## [INSTRUCTIONS TO FOLLOW]
Edit the rows from the line that has "target: woman's hair" through the line that has "MULTIPOLYGON (((51 36, 49" by replacing "Trace" with "Draw", and give back only those lines with nothing else changed.

## [STORED DATA]

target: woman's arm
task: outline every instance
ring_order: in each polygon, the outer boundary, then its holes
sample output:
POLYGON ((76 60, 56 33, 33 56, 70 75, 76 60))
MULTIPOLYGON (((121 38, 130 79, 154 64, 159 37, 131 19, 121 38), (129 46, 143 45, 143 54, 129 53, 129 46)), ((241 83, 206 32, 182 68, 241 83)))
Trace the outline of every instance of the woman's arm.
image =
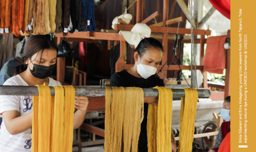
POLYGON ((24 132, 32 126, 32 112, 20 116, 17 110, 3 112, 3 117, 6 129, 12 135, 24 132))
POLYGON ((74 129, 78 128, 84 122, 88 103, 87 97, 76 97, 75 107, 78 110, 74 114, 74 129))

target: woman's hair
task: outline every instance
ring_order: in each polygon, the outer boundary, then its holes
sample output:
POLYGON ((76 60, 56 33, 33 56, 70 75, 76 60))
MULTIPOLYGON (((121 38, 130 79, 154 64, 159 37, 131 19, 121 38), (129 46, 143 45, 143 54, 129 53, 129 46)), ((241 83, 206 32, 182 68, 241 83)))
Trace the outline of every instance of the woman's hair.
POLYGON ((135 52, 137 52, 139 54, 142 56, 146 53, 148 49, 152 47, 164 52, 163 47, 161 43, 153 37, 145 38, 142 40, 135 49, 135 52))
MULTIPOLYGON (((51 36, 49 34, 31 35, 25 43, 22 52, 23 64, 15 67, 16 70, 14 75, 19 75, 27 69, 27 65, 25 62, 28 58, 42 50, 41 57, 43 52, 45 49, 52 49, 58 52, 58 46, 53 38, 51 40, 51 36)), ((41 62, 40 59, 40 62, 41 62)))
POLYGON ((230 102, 230 96, 227 96, 225 98, 225 100, 228 102, 230 102))

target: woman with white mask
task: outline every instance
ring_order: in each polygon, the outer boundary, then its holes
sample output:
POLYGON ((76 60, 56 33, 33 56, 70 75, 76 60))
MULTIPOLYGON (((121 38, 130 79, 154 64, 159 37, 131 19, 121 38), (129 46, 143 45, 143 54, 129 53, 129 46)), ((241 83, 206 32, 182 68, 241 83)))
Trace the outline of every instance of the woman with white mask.
POLYGON ((221 118, 225 121, 221 124, 217 135, 214 148, 208 152, 218 152, 223 139, 230 132, 230 96, 228 96, 223 102, 223 109, 221 111, 221 118))
MULTIPOLYGON (((156 39, 143 37, 135 49, 135 63, 130 69, 113 75, 110 86, 137 87, 150 88, 156 86, 164 86, 163 80, 156 72, 162 60, 163 48, 156 39)), ((148 152, 147 123, 148 104, 157 105, 158 98, 144 97, 144 117, 141 124, 141 131, 138 146, 139 152, 148 152)), ((122 101, 120 101, 122 102, 122 101)), ((172 139, 172 152, 176 152, 177 145, 174 136, 172 139)))

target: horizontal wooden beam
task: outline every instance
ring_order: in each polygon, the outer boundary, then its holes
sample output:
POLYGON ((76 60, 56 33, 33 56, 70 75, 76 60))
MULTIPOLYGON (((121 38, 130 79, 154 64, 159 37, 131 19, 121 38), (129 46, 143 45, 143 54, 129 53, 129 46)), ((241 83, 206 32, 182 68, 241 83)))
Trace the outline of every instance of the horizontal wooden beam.
MULTIPOLYGON (((180 17, 177 18, 173 18, 171 20, 167 20, 166 21, 166 25, 169 25, 171 24, 173 24, 175 23, 176 23, 178 22, 181 22, 183 21, 182 20, 182 17, 180 17)), ((150 25, 149 26, 163 26, 163 22, 157 23, 155 23, 154 24, 152 24, 150 25)))
POLYGON ((104 143, 104 139, 100 139, 93 141, 89 141, 81 142, 81 146, 82 147, 89 146, 99 145, 103 143, 104 143))
POLYGON ((212 16, 212 14, 213 14, 214 11, 215 11, 215 10, 216 9, 215 9, 214 7, 212 7, 212 8, 211 9, 210 9, 209 11, 208 11, 207 13, 207 14, 206 14, 206 15, 205 15, 204 17, 204 18, 203 18, 203 19, 202 19, 202 20, 201 20, 200 22, 198 23, 198 29, 201 29, 201 27, 203 26, 204 24, 206 22, 206 21, 207 21, 208 19, 209 19, 209 18, 210 18, 210 17, 211 17, 211 16, 212 16))
MULTIPOLYGON (((187 19, 191 23, 191 20, 190 20, 190 13, 189 13, 189 10, 188 9, 188 6, 187 6, 186 5, 184 2, 183 0, 176 0, 178 4, 180 6, 180 7, 183 11, 183 12, 185 14, 186 17, 187 19)), ((195 22, 195 20, 193 17, 192 17, 192 25, 193 26, 193 28, 196 28, 196 22, 195 22)), ((195 34, 195 35, 197 35, 195 34)))
POLYGON ((56 37, 65 37, 70 38, 83 38, 93 40, 125 40, 122 35, 120 35, 118 33, 105 33, 101 32, 74 32, 71 34, 68 33, 66 35, 63 35, 62 33, 56 34, 55 35, 56 37))
MULTIPOLYGON (((115 24, 115 30, 121 31, 131 31, 134 26, 134 25, 115 24)), ((177 28, 171 27, 157 27, 148 26, 151 29, 151 33, 170 33, 176 34, 177 28)), ((193 33, 194 35, 206 35, 211 34, 210 30, 204 30, 203 29, 193 29, 193 33)), ((191 34, 191 29, 186 28, 179 28, 178 34, 191 34)))
MULTIPOLYGON (((208 81, 209 82, 209 81, 208 81)), ((225 89, 225 85, 220 85, 218 84, 216 84, 217 83, 213 83, 207 82, 207 85, 208 86, 210 86, 212 87, 215 87, 220 89, 225 89)))
POLYGON ((143 20, 141 22, 140 22, 140 23, 146 24, 148 23, 148 22, 153 20, 154 17, 155 17, 157 16, 158 16, 158 12, 156 11, 154 13, 151 14, 150 16, 147 17, 146 19, 143 20))
POLYGON ((91 112, 105 110, 105 97, 88 97, 89 103, 87 106, 87 112, 91 112))
MULTIPOLYGON (((63 40, 63 37, 61 37, 61 40, 63 40)), ((88 42, 88 43, 99 43, 99 40, 87 39, 84 38, 77 38, 66 37, 65 38, 67 42, 88 42)), ((195 40, 195 39, 194 39, 195 40)))
MULTIPOLYGON (((218 132, 214 132, 204 133, 203 134, 195 134, 195 135, 194 135, 194 138, 200 138, 200 137, 213 136, 215 135, 217 135, 218 133, 218 132)), ((178 141, 179 138, 180 138, 180 137, 175 137, 175 140, 178 141)))
MULTIPOLYGON (((133 66, 133 64, 116 64, 116 66, 117 67, 117 70, 120 71, 124 69, 128 69, 131 68, 133 66)), ((180 65, 180 68, 182 70, 190 70, 191 69, 190 66, 183 66, 180 65)), ((159 70, 163 67, 161 65, 159 65, 157 70, 159 70)), ((195 66, 193 66, 193 69, 195 70, 195 66)), ((204 66, 197 66, 196 69, 199 70, 204 70, 204 66)), ((162 69, 162 70, 179 70, 180 68, 177 65, 166 65, 162 69)), ((89 101, 90 103, 90 101, 89 101)))
POLYGON ((105 131, 104 129, 92 125, 84 123, 80 126, 80 129, 95 134, 100 136, 105 137, 105 131))

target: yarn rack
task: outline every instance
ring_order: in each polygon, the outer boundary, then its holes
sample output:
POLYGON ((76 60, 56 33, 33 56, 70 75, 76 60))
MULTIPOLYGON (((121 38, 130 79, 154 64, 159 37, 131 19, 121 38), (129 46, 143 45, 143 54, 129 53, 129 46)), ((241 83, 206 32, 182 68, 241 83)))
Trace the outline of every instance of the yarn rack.
MULTIPOLYGON (((54 96, 55 90, 52 86, 49 86, 51 95, 54 96)), ((88 87, 83 86, 76 86, 76 95, 91 97, 105 96, 105 88, 88 87)), ((185 91, 183 89, 172 89, 173 97, 184 97, 185 91)), ((143 89, 144 97, 156 97, 158 96, 158 91, 155 89, 143 89)), ((208 89, 199 89, 198 98, 208 98, 211 92, 208 89)), ((112 90, 111 90, 112 94, 112 90)), ((0 86, 0 95, 38 95, 38 90, 35 86, 0 86)))

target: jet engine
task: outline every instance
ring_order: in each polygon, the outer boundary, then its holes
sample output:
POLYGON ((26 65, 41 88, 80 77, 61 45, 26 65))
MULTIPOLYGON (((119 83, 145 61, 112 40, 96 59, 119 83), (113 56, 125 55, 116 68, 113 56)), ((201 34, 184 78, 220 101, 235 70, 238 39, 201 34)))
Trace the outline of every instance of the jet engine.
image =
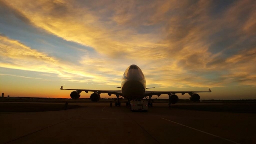
POLYGON ((197 93, 193 93, 190 95, 189 99, 193 101, 197 101, 200 99, 200 96, 197 93))
POLYGON ((77 91, 72 91, 70 93, 70 97, 72 99, 77 99, 80 98, 80 93, 77 91))
POLYGON ((176 103, 179 101, 179 97, 176 95, 172 94, 169 96, 169 102, 171 103, 176 103))
POLYGON ((100 94, 97 92, 94 92, 92 93, 90 97, 90 99, 91 99, 91 101, 93 102, 97 102, 99 101, 100 98, 100 94))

## [SOLUTION]
target: woman's hair
task: outline every instance
ring_order: in each polygon, the outer boundary, then its holes
sample output:
POLYGON ((76 60, 56 33, 33 56, 70 75, 76 60))
MULTIPOLYGON (((121 38, 130 79, 154 64, 159 37, 131 19, 121 38), (129 46, 143 45, 143 54, 129 53, 129 46)), ((241 83, 206 32, 182 68, 241 83)))
Draw the outline of every instance of the woman's hair.
POLYGON ((135 52, 137 52, 139 54, 142 56, 146 53, 148 49, 152 47, 164 52, 163 47, 161 43, 153 37, 145 38, 142 40, 135 49, 135 52))
MULTIPOLYGON (((51 36, 49 34, 31 35, 25 43, 22 52, 23 64, 15 67, 16 70, 14 75, 19 75, 27 69, 27 65, 25 62, 28 58, 42 50, 41 57, 43 52, 45 49, 52 49, 58 52, 58 46, 53 38, 51 40, 51 36)), ((41 62, 40 59, 40 62, 41 62)))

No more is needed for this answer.